# Start of EXCERPTED TEXT
A Short History of Second Wave Feminism
In many of the discussions that are happening in and around feminism today, it is common to come across terms referring to the ‘waves’ of feminism. My own research, looking at how motherhood is represented in European cinema in the 1960s and ‘70s, involves a lot of engagement with ‘second wave’ feminism, a term which I use to refer to both specific historical campaigns within this period and to a set of more abstract ideas, theories and values. When explaining my work to people outside of my discipline, however, I often find that (despite, in most cases, a great deal of awareness of and enthusiasm for contemporary feminist issues) there tends to be less clarity concerning what is meant by the various waves of feminism, and how they interact with the history of women’s rights.
What we broadly call First, Second and Third Wave feminisms are usually understood to correspond to different historical moments, which involve different key political campaigns and priorities, and are led by distinct ideologies. However, it’s important to bear in mind that the distinctions aren’t absolute; as with most movements, transitions from one wave to another are rarely a clean break. Concerns still overlap, anticipate and evolve, and there are many nuances and different perspectives on precisely what is involved in each. This article is therefore meant as a brief introduction to some of the key characteristics and histories that define the movements. Because of the area of my research, the ideas I mention will also mainly address European feminism. However, for those interested in exploring further, I would strongly recommend reading around the topic from as many cultural perspectives as possible.
The ‘First Wave’: Origins of a Movement
When thinking of the term ‘feminism’, the First Wave is often the movement that is brought to mind. Defined as such retrospectively, First Wave feminism in Europe refers generally to the origins of the women’s movement, which included the suffragettes in the UK, and spans the nineteenth and early twentieth centuries. Also referred to as ‘sameness feminism’, the core principles of the movement were built around the conviction that men and women are equal, and should be valued equally as citizens and given the same opportunities as men, but that unfair power structures limit their rights. This led to the political campaigns of the First Wave centring on issues such as women’s right to work, property and their own money (prior to this, the husband or head of the family controlled everything), and, perhaps most famously, acquiring the women’s vote.
# End of EXCERPTED TEXT
**WHAT THE TASK REQUIRES**:
Copy out everything in the feminism history text from "The ‘First Wave’: Origins" down to "the women’s vote.", editing "suffragettes" so it reads "suffragists".
# Start of LISTING
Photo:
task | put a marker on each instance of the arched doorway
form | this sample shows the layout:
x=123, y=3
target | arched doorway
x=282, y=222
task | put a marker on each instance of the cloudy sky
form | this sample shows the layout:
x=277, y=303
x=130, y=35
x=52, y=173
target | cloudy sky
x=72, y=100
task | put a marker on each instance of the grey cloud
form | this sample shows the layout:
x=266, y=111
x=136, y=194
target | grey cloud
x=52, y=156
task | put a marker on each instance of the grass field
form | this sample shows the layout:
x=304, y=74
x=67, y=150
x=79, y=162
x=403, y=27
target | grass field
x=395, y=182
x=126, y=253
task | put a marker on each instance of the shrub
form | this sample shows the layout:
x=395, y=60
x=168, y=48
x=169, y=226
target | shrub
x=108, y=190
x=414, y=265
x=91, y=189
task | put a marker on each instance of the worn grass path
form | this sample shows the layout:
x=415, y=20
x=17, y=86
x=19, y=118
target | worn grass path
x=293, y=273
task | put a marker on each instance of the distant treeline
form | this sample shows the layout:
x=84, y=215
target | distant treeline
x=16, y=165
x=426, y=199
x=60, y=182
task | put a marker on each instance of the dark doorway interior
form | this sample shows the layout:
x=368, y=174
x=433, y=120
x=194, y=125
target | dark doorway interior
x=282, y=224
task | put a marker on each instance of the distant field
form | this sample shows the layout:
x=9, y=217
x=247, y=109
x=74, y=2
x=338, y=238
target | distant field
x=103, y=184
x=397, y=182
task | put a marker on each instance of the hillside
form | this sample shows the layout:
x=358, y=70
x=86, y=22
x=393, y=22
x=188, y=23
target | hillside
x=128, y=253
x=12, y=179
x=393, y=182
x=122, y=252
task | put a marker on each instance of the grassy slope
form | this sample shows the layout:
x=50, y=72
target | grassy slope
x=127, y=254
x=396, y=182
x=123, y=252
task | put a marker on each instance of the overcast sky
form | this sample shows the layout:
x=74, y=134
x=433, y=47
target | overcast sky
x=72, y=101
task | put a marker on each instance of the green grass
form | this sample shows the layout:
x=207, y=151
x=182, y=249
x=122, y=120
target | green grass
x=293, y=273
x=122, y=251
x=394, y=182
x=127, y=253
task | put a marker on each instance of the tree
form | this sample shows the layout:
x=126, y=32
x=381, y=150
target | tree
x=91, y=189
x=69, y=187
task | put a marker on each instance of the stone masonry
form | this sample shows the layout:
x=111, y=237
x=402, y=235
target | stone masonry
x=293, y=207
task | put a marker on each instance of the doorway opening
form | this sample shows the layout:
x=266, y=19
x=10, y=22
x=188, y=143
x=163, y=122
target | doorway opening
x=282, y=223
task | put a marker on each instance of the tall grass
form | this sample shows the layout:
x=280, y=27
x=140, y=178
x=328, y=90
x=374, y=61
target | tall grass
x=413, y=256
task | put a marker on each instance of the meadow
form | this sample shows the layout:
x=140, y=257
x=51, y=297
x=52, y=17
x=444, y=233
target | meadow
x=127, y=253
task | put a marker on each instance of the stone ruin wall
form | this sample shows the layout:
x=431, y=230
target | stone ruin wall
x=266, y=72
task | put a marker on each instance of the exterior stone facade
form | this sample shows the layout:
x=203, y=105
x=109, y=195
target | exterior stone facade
# End of LISTING
**WRITTEN RESPONSE**:
The ‘First Wave’: Origins of a Movement
When thinking of the term ‘feminism’, the First Wave is often the movement that is brought to mind. Defined as such retrospectively, First Wave feminism in Europe refers generally to the origins of the women’s movement, which included the suffragists in the UK, and spans the nineteenth and early twentieth centuries. Also referred to as ‘sameness feminism’, the core principles of the movement were built around the conviction that men and women are equal, and should be valued equally as citizens and given the same opportunities as men, but that unfair power structures limit their rights. This led to the political campaigns of the First Wave centring on issues such as women’s right to work, property and their own money (prior to this, the husband or head of the family controlled everything), and, perhaps most famously, acquiring the women’s vote.